— start Document excerpt —

The United States Trustee also argues that Carpenter bars only the forced inclusion of Social Security benefits. She argues that since this Court has no power to compel the Debtors to convert to Chapter 13 that no compulsion is involved. Once again, the Court believes that the United States Trustee has read Carpenter too narrowly. The language of the opinion is clearly much broader. Immediately after the statement of the holding quoted above, the Court states: "We conclude § 407 must be read as an exclusion provision, which automatically and completely excludes Social Security proceeds from the bankruptcy estate." Carpenter, 614 F.3d at 936. There have been few decisions on this question since Booker. One of them, however, cites Carpenter as support for the proposition that Social Security benefits should not be included in the § 707(b)(3) analysis. See In re Suttice, 487 B.R. 245, 252-53 (Bankr. C.D. Cal. 2013).

— end Document excerpt —
— start Data records —

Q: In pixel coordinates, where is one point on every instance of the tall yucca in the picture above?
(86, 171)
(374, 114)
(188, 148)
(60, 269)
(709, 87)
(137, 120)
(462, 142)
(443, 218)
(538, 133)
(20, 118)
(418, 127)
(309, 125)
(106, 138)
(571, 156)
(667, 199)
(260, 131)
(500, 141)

— end Data records —

Answer these questions using the court passage on Social Security benefits above:
1. According to the United States Trustee, what does Carpenter bar?
2. What citation does the passage give for the quoted sentence describing § 407 as an exclusion provision?
3. Which decision cites Carpenter as support for leaving Social Security benefits out of the § 707(b)(3) analysis?

- _Complete output_:
1. Only the forced inclusion of Social Security benefits.
2. Carpenter, 614 F.3d at 936.
3. In re Suttice, 487 B.R. 245, 252-53 (Bankr. C.D. Cal. 2013).